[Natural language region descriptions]
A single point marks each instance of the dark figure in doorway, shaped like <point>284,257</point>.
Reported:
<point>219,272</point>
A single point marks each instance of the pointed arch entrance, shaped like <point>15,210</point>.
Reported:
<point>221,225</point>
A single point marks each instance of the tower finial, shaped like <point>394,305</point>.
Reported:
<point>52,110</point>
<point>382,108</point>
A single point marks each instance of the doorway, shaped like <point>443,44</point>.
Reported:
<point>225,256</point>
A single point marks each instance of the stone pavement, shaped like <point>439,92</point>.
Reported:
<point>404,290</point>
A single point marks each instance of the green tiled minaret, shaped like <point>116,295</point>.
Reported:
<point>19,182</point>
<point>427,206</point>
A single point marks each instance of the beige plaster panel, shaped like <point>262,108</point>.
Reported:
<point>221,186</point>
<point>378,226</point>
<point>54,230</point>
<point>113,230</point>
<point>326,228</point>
--
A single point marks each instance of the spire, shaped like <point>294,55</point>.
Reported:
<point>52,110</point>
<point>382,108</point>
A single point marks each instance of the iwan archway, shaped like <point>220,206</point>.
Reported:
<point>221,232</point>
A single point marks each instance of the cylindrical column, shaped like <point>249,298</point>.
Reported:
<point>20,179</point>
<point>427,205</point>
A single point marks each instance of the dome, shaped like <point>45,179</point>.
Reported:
...
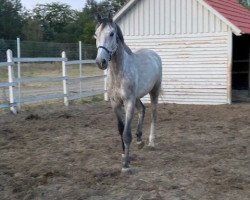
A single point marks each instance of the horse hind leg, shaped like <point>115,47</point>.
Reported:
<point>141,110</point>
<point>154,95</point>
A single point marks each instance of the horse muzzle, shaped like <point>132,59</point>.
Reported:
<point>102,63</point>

= TRY IT =
Going back to the entries above, set down exactly the lines that begin at the one with "A single point marks each instance of the dark" and end at the one with "A single point marks each instance of the beige", both included, and nothing else.

= ANSWER TO THIS TASK =
A single point marks each instance of the dark figure in doorway, shaped like <point>284,257</point>.
Reported:
<point>219,272</point>
A single point marks each instance of the pointed arch entrance, shaped like <point>15,210</point>.
Reported:
<point>221,225</point>
A single point marks each instance of the tower finial, shaped like <point>394,305</point>.
Reported:
<point>52,110</point>
<point>382,108</point>
A single point marks each instance of the doorway, shaped like <point>443,44</point>.
Reported:
<point>225,256</point>
A single point marks each instance of the stone pavement, shaped like <point>439,92</point>.
Reported:
<point>404,290</point>
A single point marks each instance of the green tiled minaret, shaped like <point>116,295</point>.
Reported:
<point>19,182</point>
<point>427,206</point>
A single point marks each instance of the beige plaster panel, shaped like <point>262,108</point>.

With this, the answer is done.